Work task: Reproduce the passage of the column on the Cherries' relegation and new manager word for word, taking everything from "At the end of" down to "the previous campaign.".

(Text segment Opens)

Who is Jason Tindall and what are his plans for the Dorset club?

It’s been a turbulent couple of months since my last Dorset Magazine column. Our relegation from the Premier League was sealed on the final day of the 2019/20 season, despite a 3-1 victory and an excellent performance at Everton. Alas, the result of the West Ham United-Aston Villa game didn’t go the way we needed it to, a single point proved to be the difference for us between survival and relegation. Football is so often a game of fine margins and everyone at the club, from top to bottom, was devastated that we weren’t able to stay in the top flight for a sixth season.

Our manager Eddie Howe has since departed. I was very emotional hearing the news that he’d left AFC Bournemouth by mutual consent. Eddie’s ability is well-known throughout the football world and here at the Vitality Stadium, we hold him in the highest regard. On a personal level, Eddie is a close friend, someone who has always been there for me. All the accolades he received during his time as manager – including the Freedom of the Borough of Bournemouth and the Football League’s Manager of the Decade – were richly deserved. He is an AFC Bournemouth legend for sure.

As one door closes, another opens. I was delighted when another former Cherries teammate of mine, Jason Tindall, was given the chance to manage the club. As an AFC Bournemouth team member, Jason made around 200 appearances for us in two spells as a player between 1998 and 2011. He was player-manager at Weymouth FC before working as Eddie’s assistant manager both here and at Burnley – a role that he has flourished in.

Though Jason will have learnt a lot from Eddie that he can take into his new role as AFC Bournemouth manager, he’ll also be keen to make his own mark. Having spent plenty of time in Jason’s company as both a teammate and coach, I have no doubt as to his coaching and managerial ability. We all hope he will be the man to take us back to the promised land of the Premier League.

At the end of the season, both the coaching and playing staff had three weeks off before returning to pre-season training on 17 August. We’d usually be off for six weeks, but with the extension of the previous campaign due to Covid-19 we had a shorter break. In many respects, it’s a good thing that the new season has come around so quickly as it stops you focusing too much on the disappointment of the previous campaign.

I confess that it has been hard to take my mind off football during our supposed ‘downtime’. You can’t help but look back on occasions and think ‘what if’. It has also given me time to reflect on what an amazing five years it was for us in the Premier League.

I’m reluctant to call those five years a ‘journey’, as it sounds like we’ve come to the end. On the contrary. I believe that we have got the quality at this football club to be contenders in the EFL Championship in 2020/21. The focus now is on getting back to the Premier League. Once you’ve sampled top-flight football and competed with the very best teams in the country, you’re desperate to do it all over again.

(Text segment Closes)
(Extracted material Opens)

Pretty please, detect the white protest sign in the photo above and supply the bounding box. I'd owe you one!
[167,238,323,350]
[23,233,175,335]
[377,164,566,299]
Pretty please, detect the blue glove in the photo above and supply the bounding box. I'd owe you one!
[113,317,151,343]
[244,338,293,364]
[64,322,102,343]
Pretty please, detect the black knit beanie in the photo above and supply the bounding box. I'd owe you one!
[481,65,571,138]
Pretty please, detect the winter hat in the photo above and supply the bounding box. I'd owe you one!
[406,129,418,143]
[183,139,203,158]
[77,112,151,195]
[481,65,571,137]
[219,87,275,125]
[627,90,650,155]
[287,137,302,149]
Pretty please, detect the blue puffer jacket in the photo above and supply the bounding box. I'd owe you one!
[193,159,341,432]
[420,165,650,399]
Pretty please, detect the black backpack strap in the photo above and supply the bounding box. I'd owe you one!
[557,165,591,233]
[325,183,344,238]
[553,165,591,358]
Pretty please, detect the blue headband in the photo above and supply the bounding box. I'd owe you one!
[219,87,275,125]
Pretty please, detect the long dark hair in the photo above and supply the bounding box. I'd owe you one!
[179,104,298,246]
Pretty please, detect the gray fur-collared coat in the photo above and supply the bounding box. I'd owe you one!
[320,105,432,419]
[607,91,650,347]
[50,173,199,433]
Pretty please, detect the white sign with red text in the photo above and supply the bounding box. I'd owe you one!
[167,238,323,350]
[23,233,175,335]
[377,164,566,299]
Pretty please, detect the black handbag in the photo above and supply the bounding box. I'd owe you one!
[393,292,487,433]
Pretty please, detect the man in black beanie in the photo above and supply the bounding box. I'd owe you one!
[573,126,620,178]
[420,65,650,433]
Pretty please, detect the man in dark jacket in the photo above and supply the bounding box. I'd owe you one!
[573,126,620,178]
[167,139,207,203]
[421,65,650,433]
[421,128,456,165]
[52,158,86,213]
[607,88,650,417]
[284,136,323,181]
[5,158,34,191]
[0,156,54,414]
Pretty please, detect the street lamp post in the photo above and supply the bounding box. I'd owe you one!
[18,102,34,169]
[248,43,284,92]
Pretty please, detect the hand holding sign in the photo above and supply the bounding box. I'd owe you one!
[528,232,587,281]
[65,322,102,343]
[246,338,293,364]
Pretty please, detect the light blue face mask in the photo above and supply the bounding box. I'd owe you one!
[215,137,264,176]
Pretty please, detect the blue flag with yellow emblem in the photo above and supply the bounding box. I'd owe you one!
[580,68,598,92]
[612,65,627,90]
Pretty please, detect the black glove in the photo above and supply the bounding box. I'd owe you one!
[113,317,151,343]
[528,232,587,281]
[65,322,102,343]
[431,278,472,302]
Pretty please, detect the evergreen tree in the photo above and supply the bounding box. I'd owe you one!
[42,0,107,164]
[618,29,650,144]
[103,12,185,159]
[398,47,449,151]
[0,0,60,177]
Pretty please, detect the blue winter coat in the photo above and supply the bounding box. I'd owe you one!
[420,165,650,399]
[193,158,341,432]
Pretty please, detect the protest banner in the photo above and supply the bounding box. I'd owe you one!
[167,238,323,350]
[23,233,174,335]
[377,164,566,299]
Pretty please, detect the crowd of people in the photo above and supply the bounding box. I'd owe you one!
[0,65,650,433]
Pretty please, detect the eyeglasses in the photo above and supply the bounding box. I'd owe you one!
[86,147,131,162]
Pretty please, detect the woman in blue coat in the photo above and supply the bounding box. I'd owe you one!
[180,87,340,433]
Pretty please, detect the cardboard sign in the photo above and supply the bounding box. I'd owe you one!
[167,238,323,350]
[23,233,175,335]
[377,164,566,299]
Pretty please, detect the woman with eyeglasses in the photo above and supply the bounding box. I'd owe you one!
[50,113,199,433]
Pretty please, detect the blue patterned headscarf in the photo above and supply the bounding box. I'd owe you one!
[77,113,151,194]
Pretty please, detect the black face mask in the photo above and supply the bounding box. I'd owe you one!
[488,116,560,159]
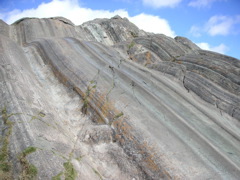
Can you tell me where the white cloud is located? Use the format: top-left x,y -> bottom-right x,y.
205,16 -> 240,36
142,0 -> 182,8
129,13 -> 175,37
0,0 -> 175,37
190,26 -> 201,37
188,0 -> 226,8
196,42 -> 229,54
190,15 -> 240,37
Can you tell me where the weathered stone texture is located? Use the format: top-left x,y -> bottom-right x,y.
0,16 -> 240,180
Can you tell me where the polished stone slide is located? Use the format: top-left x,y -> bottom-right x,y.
0,16 -> 240,180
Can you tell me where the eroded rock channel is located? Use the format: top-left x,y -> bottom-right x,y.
0,16 -> 240,180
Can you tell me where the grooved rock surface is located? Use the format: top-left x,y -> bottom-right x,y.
0,16 -> 240,180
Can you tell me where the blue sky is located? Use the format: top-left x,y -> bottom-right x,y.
0,0 -> 240,59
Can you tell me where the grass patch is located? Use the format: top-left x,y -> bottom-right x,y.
113,112 -> 123,120
63,161 -> 77,180
81,80 -> 97,114
0,106 -> 13,179
52,172 -> 63,180
128,41 -> 135,49
18,147 -> 38,179
92,168 -> 103,180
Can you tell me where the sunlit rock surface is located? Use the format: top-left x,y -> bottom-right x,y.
0,16 -> 240,180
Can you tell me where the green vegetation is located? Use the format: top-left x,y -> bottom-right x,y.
18,147 -> 37,180
92,168 -> 103,180
52,172 -> 63,180
113,112 -> 123,120
82,80 -> 97,114
128,41 -> 135,49
130,31 -> 138,38
0,106 -> 13,179
63,161 -> 77,180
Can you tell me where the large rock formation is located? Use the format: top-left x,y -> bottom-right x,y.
0,16 -> 240,180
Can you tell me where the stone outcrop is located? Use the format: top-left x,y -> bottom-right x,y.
0,16 -> 240,180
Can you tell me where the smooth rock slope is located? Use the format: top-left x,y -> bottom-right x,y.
0,16 -> 240,180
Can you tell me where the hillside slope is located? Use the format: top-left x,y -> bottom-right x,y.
0,16 -> 240,180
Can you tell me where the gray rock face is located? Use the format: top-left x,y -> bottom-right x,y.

(Extracted material Closes)

Solution:
At the end of the season, both the coaching and playing staff had three weeks off before returning to pre-season training on 17 August. We’d usually be off for six weeks, but with the extension of the previous campaign due to Covid-19 we had a shorter break. In many respects, it’s a good thing that the new season has come around so quickly as it stops you focusing too much on the disappointment of the previous campaign.